**Study text:**
The head of the national Centers for Disease Control promised Thursday to listen with an open mind as experts and activists convened for a hearing on proposals to require AIDS tests for health-care workers.

In the hearing the CDC is seeking advice and criticism from nearly 100 representatives of groups as diverse as the guerrilla protest organization ACT UP and the American Medical Association."The CDC goes into this with a completely open mind regarding what more, if anything, needs to be done to minimize the risk of AIDS to patients in doctors' and dentists' offices," said Dr. William Roper, director of the CDC.

Concern over patients' risk of getting AIDS infection at the doctor's office grew last summer with the disclosure of three cases among patients of an infected Florida dentist.

The AMA and other groups have sharply criticized the idea of requiring health-care workers to undergo AIDS tests.

Dr. Nancy Dickey, an AMA trustee, said in a statement prepared for the hearing that "mandatory HIV testing for health-care workers would be no more successful . . . than mandatory testing for marriage license applicants."

"A physician who has a transmissible and fatal disease should not place his or her patients at risk," she said.

Roper said a patient's right to know whether his doctor or dentist poses a possible threat is "a fundamental question in medicine, but it's not a simple question and we really can't give . . . a simplistic answer."

CDC spokeswoman Anne Sims said the hearing was called "to listen . . . to get feedback from the dental and medical professions who are affected," before officials make a decision on a new AIDS policy.

But a research director of one AIDS watchdog group speculated that CDC officials already may have made up their minds.

**Given records:**
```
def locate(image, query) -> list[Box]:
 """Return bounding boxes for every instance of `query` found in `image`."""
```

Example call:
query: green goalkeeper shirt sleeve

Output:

**Task item A:** From the CDC hearing article, quote word for word the part that opens with the words containing "Roper said a" and closes with "new AIDS policy.".
**Task item B:** According to the CDC hearing article, how many cases among patients of an infected Florida dentist were disclosed last summer?

**Answer section A:**
Roper said a patient's right to know whether his doctor or dentist poses a possible threat is "a fundamental question in medicine, but it's not a simple question and we really can't give . . . a simplistic answer."

CDC spokeswoman Anne Sims said the hearing was called "to listen . . . to get feedback from the dental and medical professions who are affected," before officials make a decision on a new AIDS policy.

**Answer section B:** Three